The records:

++++++++++

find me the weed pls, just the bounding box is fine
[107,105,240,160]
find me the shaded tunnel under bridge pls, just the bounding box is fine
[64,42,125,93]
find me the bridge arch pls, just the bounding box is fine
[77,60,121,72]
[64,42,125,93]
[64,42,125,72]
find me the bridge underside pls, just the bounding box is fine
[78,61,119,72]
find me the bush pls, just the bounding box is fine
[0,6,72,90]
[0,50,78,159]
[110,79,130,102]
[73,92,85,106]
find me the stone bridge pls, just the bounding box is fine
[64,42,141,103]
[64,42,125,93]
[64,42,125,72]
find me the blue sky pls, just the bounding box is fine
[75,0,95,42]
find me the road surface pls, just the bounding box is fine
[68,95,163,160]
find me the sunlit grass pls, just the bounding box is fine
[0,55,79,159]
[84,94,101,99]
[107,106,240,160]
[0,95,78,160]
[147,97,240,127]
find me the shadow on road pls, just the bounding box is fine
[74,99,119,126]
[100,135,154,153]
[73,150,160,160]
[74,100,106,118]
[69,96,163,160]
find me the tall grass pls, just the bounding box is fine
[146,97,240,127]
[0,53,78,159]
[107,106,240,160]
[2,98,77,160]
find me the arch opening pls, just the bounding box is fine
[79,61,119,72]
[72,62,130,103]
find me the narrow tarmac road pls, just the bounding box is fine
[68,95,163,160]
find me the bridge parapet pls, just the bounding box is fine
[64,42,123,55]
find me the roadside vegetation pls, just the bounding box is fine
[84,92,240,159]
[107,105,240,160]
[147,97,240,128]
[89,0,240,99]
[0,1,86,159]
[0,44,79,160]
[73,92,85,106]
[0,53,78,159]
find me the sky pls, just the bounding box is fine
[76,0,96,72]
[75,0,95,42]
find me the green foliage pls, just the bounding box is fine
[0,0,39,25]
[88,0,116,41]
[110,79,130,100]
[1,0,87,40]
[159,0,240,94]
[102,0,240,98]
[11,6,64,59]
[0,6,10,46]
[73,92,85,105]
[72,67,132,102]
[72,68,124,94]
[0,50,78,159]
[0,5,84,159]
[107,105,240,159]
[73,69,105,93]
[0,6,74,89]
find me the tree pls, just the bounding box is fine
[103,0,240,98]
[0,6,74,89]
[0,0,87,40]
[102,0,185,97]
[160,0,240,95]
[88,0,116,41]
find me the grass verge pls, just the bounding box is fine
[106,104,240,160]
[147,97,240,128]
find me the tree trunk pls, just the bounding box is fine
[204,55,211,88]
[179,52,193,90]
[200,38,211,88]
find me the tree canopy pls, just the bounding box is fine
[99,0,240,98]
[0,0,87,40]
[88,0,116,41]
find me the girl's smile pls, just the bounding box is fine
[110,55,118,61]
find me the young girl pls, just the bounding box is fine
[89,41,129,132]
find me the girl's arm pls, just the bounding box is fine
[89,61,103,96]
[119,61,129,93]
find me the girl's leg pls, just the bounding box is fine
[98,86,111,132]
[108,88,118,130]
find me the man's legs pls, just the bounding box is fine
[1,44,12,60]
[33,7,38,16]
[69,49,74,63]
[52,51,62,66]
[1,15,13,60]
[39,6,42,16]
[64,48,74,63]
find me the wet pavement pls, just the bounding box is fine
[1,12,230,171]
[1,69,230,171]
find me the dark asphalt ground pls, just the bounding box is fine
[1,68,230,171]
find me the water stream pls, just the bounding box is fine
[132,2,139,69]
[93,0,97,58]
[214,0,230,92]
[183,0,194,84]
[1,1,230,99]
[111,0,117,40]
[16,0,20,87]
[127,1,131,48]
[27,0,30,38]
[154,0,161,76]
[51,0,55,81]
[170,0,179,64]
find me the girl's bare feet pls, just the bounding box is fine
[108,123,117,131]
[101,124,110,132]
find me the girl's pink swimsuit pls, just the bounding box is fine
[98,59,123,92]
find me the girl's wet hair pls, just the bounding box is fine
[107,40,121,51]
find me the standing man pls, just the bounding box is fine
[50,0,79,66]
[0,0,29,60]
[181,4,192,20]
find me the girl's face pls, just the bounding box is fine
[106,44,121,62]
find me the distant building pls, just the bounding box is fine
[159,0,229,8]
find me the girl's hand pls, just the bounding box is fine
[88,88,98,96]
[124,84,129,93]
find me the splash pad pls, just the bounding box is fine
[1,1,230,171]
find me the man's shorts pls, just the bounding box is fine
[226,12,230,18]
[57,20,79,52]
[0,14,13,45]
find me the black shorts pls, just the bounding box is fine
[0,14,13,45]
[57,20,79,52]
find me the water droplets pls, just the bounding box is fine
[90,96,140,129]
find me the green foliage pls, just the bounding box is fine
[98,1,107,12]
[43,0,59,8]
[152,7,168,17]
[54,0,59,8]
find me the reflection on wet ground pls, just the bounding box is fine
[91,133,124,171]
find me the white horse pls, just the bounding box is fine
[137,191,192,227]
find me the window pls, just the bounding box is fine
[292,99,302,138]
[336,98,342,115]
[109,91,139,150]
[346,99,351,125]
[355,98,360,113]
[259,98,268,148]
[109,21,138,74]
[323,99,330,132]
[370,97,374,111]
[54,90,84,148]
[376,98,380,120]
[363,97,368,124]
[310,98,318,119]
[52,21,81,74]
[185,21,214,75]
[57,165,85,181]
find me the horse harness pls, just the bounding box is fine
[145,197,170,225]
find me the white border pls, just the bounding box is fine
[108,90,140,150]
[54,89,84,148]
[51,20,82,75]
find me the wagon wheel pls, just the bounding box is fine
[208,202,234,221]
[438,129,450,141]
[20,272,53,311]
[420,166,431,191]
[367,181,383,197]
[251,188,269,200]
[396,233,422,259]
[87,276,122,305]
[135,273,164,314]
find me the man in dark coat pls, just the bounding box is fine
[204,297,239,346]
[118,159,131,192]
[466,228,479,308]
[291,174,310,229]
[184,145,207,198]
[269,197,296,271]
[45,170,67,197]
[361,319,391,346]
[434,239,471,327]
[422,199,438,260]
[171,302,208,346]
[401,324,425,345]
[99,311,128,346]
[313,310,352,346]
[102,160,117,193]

++++++++++

What to produce: Word for word, set down the complete listing once more.

Answer space:
find me the weed pls, just the bounding box is fine
[107,105,240,160]
find me the shaded tunnel under bridge pls, just the bounding box is fine
[64,42,125,93]
find me the bridge arch pls, just the bounding box is fine
[77,60,121,72]
[64,42,125,93]
[64,42,125,72]
find me the bridge underside pls, just the bounding box is fine
[78,61,119,72]
find me the bush pls, just the bounding box is fine
[0,6,72,90]
[0,50,78,159]
[110,79,130,102]
[73,92,85,106]
find me the stone bridge pls, just the bounding box is fine
[64,42,141,103]
[64,42,125,93]
[64,42,125,72]
find me the blue sky pls, just the bounding box is fine
[75,0,95,42]
find me the road surface pls, just the bounding box is fine
[68,95,163,160]
find me the sunlit grass pls, just the bounding box is fine
[0,55,79,159]
[84,94,101,99]
[107,106,240,160]
[0,95,78,160]
[147,97,240,127]
find me the shadow on road pls, just the bounding box is fine
[74,99,119,126]
[100,135,154,153]
[73,150,160,160]
[74,100,106,118]
[69,96,163,160]
find me the tall grass pls, just the bounding box is fine
[146,97,240,127]
[0,53,78,159]
[107,106,240,160]
[2,98,77,160]
find me the arch opening pls, just the bounding box is fine
[79,61,119,72]
[72,62,130,103]
find me the narrow tarmac road pls, just the bounding box is fine
[68,95,163,160]
find me the bridge parapet pls, just the bounding box is fine
[64,42,123,55]
find me the roadside vegetation pls, just the bounding box is fine
[84,92,240,159]
[107,105,240,160]
[147,97,240,128]
[89,0,240,99]
[0,1,86,159]
[0,44,79,160]
[73,92,85,106]
[0,53,78,159]
find me the sky pls, just the bounding box is fine
[76,0,96,72]
[75,0,95,42]
find me the green foliage pls, just the bounding box is fine
[0,0,39,25]
[88,0,116,41]
[110,79,130,100]
[1,0,87,40]
[159,0,240,94]
[102,0,240,98]
[11,6,64,59]
[0,6,10,46]
[73,92,85,105]
[72,67,132,102]
[72,68,124,94]
[0,50,78,159]
[0,5,84,159]
[107,105,240,159]
[73,69,105,93]
[0,6,74,89]
find me the tree pls, just the bounding box is fine
[103,0,240,98]
[0,6,74,89]
[0,0,87,40]
[102,0,185,97]
[160,0,240,95]
[88,0,116,41]
find me the grass verge pls, just the bounding box is fine
[106,104,240,160]
[147,97,240,128]
find me the tree trunk pls, just the bounding box is fine
[204,55,211,88]
[179,52,193,90]
[200,38,211,88]
find me the tree canopy pls, just the bounding box is fine
[99,0,240,98]
[0,0,87,40]
[88,0,116,41]
find me the girl's smile pls, just the bounding box is fine
[110,55,118,61]
find me the young girl pls, just the bounding box is fine
[89,41,129,132]
find me the girl's arm pls, just the bounding box is fine
[89,61,103,96]
[119,61,129,93]
find me the girl's leg pls, just the bounding box is fine
[98,86,111,132]
[108,88,118,130]
find me the man's legs pls, just the bounding box is fine
[1,44,12,60]
[33,7,38,16]
[69,49,74,63]
[52,51,62,66]
[1,15,13,60]
[39,6,42,16]
[64,48,74,63]
find me the wet pavement pls, just the bounding box is fine
[1,12,230,171]
[1,69,230,171]
find me the dark asphalt ground pls, just the bounding box is fine
[1,68,230,171]
find me the water stream pls, just the bounding box is fine
[132,2,139,69]
[93,0,97,58]
[214,0,230,92]
[183,0,194,84]
[1,1,230,99]
[111,0,117,40]
[16,0,20,87]
[127,1,131,48]
[27,0,30,38]
[154,0,161,76]
[51,0,55,81]
[170,0,179,64]
find me the girl's bare feet pls, just the bounding box is fine
[108,123,117,131]
[101,124,110,132]
find me the girl's pink swimsuit pls, just the bounding box is fine
[98,59,123,92]
find me the girl's wet hair pls, just the bounding box is fine
[107,40,121,51]
find me the standing man pls, just the bounding box is fine
[50,0,79,66]
[0,0,29,60]
[181,4,192,20]
find me the girl's face pls, just the bounding box is fine
[106,44,121,62]
find me the distant building pls, just the bounding box is fine
[159,0,229,8]
find me the girl's hand pls, just the bounding box is fine
[88,88,98,96]
[124,84,129,93]
find me the splash pad pls, just the bounding box is fine
[1,1,230,171]
find me the man's shorts pls, just the bounding box is fine
[226,12,230,18]
[57,20,79,52]
[0,14,13,45]
find me the black shorts pls, just the bounding box is fine
[0,14,13,45]
[57,20,79,52]
find me the water droplets pls, just the bounding box is fine
[90,96,140,129]
find me the green foliage pls, just the bounding box is fine
[98,1,107,12]
[43,0,59,8]
[152,7,168,17]
[54,0,59,8]
find me the reflection on wet ground pls, just the bounding box is fine
[91,133,124,171]
find me the white horse pls, just the bounding box is fine
[137,191,192,227]
find me the window pls, just the bounding box is fine
[292,99,302,138]
[336,98,342,115]
[109,91,139,150]
[346,99,351,125]
[355,98,360,113]
[259,98,268,148]
[109,21,138,74]
[323,99,330,132]
[370,97,374,111]
[54,90,84,148]
[376,98,380,120]
[363,97,368,124]
[310,98,318,119]
[52,21,81,74]
[185,21,214,75]
[57,165,85,181]
find me the horse harness pls, just the bounding box is fine
[145,197,170,225]
find me the white border pls, just the bounding box is fine
[108,90,140,150]
[54,89,84,148]
[51,20,82,75]
find me the wagon wheel pls, just the bounding box is fine
[208,202,234,221]
[438,129,450,141]
[20,272,53,311]
[420,166,431,191]
[367,181,383,197]
[251,188,269,200]
[396,233,422,259]
[87,276,122,305]
[135,273,164,314]
find me the man in dark coat pls, just the bounding box is fine
[204,297,239,346]
[118,159,131,192]
[466,228,479,308]
[291,174,310,229]
[184,145,207,198]
[269,197,296,271]
[45,170,67,197]
[361,319,391,346]
[434,239,471,327]
[422,199,438,260]
[171,302,208,346]
[401,324,425,345]
[99,311,128,346]
[313,310,352,346]
[102,160,117,193]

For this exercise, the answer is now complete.